====== TEXT PASSAGE
Training Artificial Neural Networks

[1]:
from pyaudi import gdual_double as gdual
from pyaudi import sin, cos, tanh
import numpy as np
import matplotlib.pyplot as plt
%matplotlib inline

We define the architecture of the network:

Inputs: 3
Hidden layers: 2 with 5 units/layer
Outputs: 1

We will need the first order derivatives

[2]:
n_units = [3, 5, 5, 1]
order = 1

Definition of parameters

We create symbolic variables for the weights with values drawn from \(\mathcal N(0,1)\)

[3]:
def initialize_weights(n_units, order):

    weights = []

    for layer in range(1, len(n_units)):
        weights.append([])
        for unit in range(n_units[layer]):
            weights[-1].append([])
            for prev_unit in range(n_units[layer-1]):
                symname = 'w_{{({0},{1},{2})}}'.format(layer, unit, prev_unit)
                w = gdual(np.random.randn(), symname , order)
                weights[-1][-1].append(w)

    return weights

weights = initialize_weights(n_units, order)

And for the biases, initialized to 1

[4]:
def initialize_biases(n_units, order):

    biases = []

    for layer in range(1, len(n_units)):
        biases.append([])
        for unit in range(n_units[layer]):
            symname = 'b_{{({0},{1})}}'.format(layer, unit)
            b = gdual(1, symname , order)
            biases[-1].append(b)

    return biases

biases = initialize_biases(n_units, order)

Neural network as a gdual expression

We create a function which output is the expression (gdual) corresponding to the neural network

[5]:
def N_f(inputs, w, b):

    prev_layer_outputs = inputs

    #Hidden layers
    for layer in range(len(weights)):

        this_layer_outputs = []

        for unit in range(len(weights[layer])):

            unit_output = 0
            unit_output += b[layer][unit]

            for prev_unit,prev_output in enumerate(prev_layer_outputs):
                unit_output += w[layer][unit][prev_unit] * prev_output

            if layer != len(weights)-1:
                unit_output = tanh(unit_output)

            this_layer_outputs.append(unit_output)

        prev_layer_outputs = this_layer_outputs

    return prev_layer_outputs

The new function can be used to compute the output of the network given any input:

[6]:
x1 = 1
x2 = 2
x3 = 4

N = N_f([x1,x2, x3], weights, biases)[0]
print('N(x) = {0}'.format(N.constant_cf))
#N
N(x) = 2.565934265083211

Loss function

In our case the desired output of the network will be: \(y(\mathcal x)= x_1x_2 + 0.5x_3 +2\)

[7]:
def y_f(x):
    return x[0]*x[1] + 0.5*x[2] + 2

y = y_f([x1,x2,x3])
print('y = {0}'.format(y))
y = 6.0

The training process will seek to minimize a loss function corresponding to the quadratic error.

[8]:
def loss_f(N,y):
    return (N-y)**2

loss = loss_f(N, y)
print('loss = {0}'.format(loss.constant_cf))
============
====== DATA TO USE
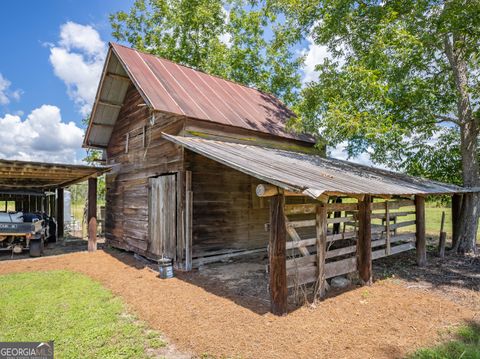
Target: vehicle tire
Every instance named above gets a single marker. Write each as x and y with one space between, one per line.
36 247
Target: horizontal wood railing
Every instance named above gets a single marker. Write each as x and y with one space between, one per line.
340 256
============
WORK TO COMPLETE:
1. Please retype the entries from the line containing "Target: horizontal wood railing" through the end of the entries, with both ends included.
2. Write what comes next in the text on training neural networks, starting after its last line.
The text on training neural networks and the entries have no connection to each other.

RESULTS OF THE TASKS:
1.
Target: horizontal wood railing
Every instance named above gets a single marker. Write each as x and y with one space between, one per line.
340 256

2.
#loss
loss = 11.792807471729587

The function loss_f accepts a gdual (N) and a float (y) and the output still a gdual, which will make it possible to compute its derivatives wrt any of the parameters of the network:

[9]:
for symbol in loss.symbol_set[-10:]:
    print(symbol)
w_{(2,4,0)}
w_{(2,4,1)}
w_{(2,4,2)}
w_{(2,4,3)}
w_{(2,4,4)}
w_{(3,0,0)}
w_{(3,0,1)}
w_{(3,0,2)}
w_{(3,0,3)}
w_{(3,0,4)}

Training (Gradient descent)

We update the weights with gradient descent using the first order derivatives of the loss function with respect to the weights (and biases)

[10]:
def GD_update(loss, w, b, lr):

    #Update weights
    for layer in range(len(w)):
        for unit in range(len(w[layer])):
            for prev_unit in range(len(w[layer][unit])):

                weight = w[layer][unit][prev_unit]
                if weight.symbol_set[0] in loss.symbol_set:
                    symbol_idx = loss.symbol_set.index(weight.symbol_set[0])
                    d_idx = [0]*loss.symbol_set_size
                    d_idx[symbol_idx] = 1

                    # eg. if d_idx = [1,0,0,0,...] get get the derivatives of loss wrt
                    # the first symbol (variable) in loss.symbol_set
                    w[layer][unit][prev_unit] -= loss.get_derivative(d_idx) * lr

    #Update biases
    for i in range(len(b)):
        for j in range(len(b[layer])):

                bias = b[layer][unit]
                if bias.symbol_set[0] in loss.symbol_set:
                    symbol_idx = loss.symbol_set.index(bias.symbol_set[0])
                    d_idx = [0]*loss.symbol_set_size
                    d_idx[symbol_idx] = 1
                    b[layer][unit] -= loss.get_derivative(d_idx) * lr

    return w,b

After one GD step the loss function decrases

[11]:
weights, biases = GD_update(loss, weights, biases, 0.01)

N = N_f([x1,x2,x3], weights, biases)[0]
loss = loss_f(N, y)
print('loss = {0}'.format(loss.constant_cf))

loss = 5.648639112617553

Doing the same for several data points

[12]:
X = -1+2*np.random.rand(10,3)
[13]:
loss_history = []

weights = initialize_weights(n_units, order)
biases = initialize_biases(n_units, order)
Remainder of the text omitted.